REQUIRED TASK 1
In two sentences, summarize the excerpt on Mangudya and the bond notes.

EXCERPT TO READ
====
Journalists covering his speech remarked how tired and jaded he looked. Although he tried to keep his usual pleasant humour, there was little of the confidence and verve he had shown just a year ago.

This time last year, it had been three months since he had announced the introduction of bond notes. He was deftly fending off critics, meeting #ThisFlag activists in this same auditorium, and vowing that his unique plan would work.

“If these policy measures fail, if the bond notes do not work out, I’m willing to resign,” he confidently declared at a meeting in Zvishavane last September.

A year later, he looks more irritable and frustrated than confident. The bond notes are not working so far, and yet he is bringing in more of them, and has to repeatedly justify his actions.

Watching him deliver his speech, one expected him to stop midway through his speech, throw it away, and declare that there was really no point to all this.

His frustration is showing, and it seeps through the 100 pages of his mid-term policy statement released this week.

I know the problems and how they must be fixed, but I can only do so much, is the one key message from Mangudya in his latest statement.

He points out the problems well. The root cause of the forex crisis, he says, is high government spending and low production and exports. Of these, he can only print bond notes and tinker with incentives, a policy he describes creatively as “non-traditional home-grown monetary policy tools.”

“The other two imperatives (state spending and low production) are outside the purview of Monetary Policy,” he complains.

He lists all the things that need to be done but that he cannot do; cutting the deficit, reducing state spending, executing structural reforms that increase investor confidence, transforming state owned enterprises, enforcing law and order and issuing bankable 99-year leases.
====
Object point labels
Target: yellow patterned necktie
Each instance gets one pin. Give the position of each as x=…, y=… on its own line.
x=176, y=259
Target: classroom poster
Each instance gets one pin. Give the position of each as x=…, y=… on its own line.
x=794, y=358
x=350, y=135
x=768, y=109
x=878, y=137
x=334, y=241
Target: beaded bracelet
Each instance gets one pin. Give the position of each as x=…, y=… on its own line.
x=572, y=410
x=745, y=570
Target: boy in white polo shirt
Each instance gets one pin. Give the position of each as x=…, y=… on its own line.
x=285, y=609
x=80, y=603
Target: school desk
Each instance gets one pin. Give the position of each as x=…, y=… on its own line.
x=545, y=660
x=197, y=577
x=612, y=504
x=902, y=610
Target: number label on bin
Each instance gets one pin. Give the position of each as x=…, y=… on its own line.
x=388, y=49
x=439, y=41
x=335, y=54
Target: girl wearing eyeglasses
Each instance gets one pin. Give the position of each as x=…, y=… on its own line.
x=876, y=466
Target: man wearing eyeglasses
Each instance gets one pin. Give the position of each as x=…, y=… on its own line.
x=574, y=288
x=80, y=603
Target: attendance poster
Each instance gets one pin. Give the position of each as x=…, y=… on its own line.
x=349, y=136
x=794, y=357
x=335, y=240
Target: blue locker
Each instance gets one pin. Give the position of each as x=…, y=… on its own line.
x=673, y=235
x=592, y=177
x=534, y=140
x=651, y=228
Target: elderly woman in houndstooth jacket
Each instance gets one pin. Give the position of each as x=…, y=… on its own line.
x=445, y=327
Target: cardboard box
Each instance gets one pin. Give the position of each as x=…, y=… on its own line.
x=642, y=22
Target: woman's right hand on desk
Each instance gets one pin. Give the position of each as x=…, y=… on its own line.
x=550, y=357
====
REQUIRED TASK 2
Format the listing from the line containing "Target: woman's right hand on desk" through the end of the listing, inclusive, as a JSON list of strings with one string per line and blank lines omitted.

EXERCISE SOLUTION 1
A year after he was confidently defending bond notes and vowing to resign if they failed, Mangudya looked tired and frustrated as he delivered his speech, and the notes are not working even though he is bringing in more. His mid-term policy statement blames the forex crisis on high government spending and low production and exports, and it lists needed measures, such as cutting the deficit and reducing state spending, that he says fall outside monetary policy.

EXERCISE SOLUTION 2
[
  "Target: woman's right hand on desk",
  "Each instance gets one pin. Give the position of each as x=…, y=… on its own line.",
  "x=550, y=357"
]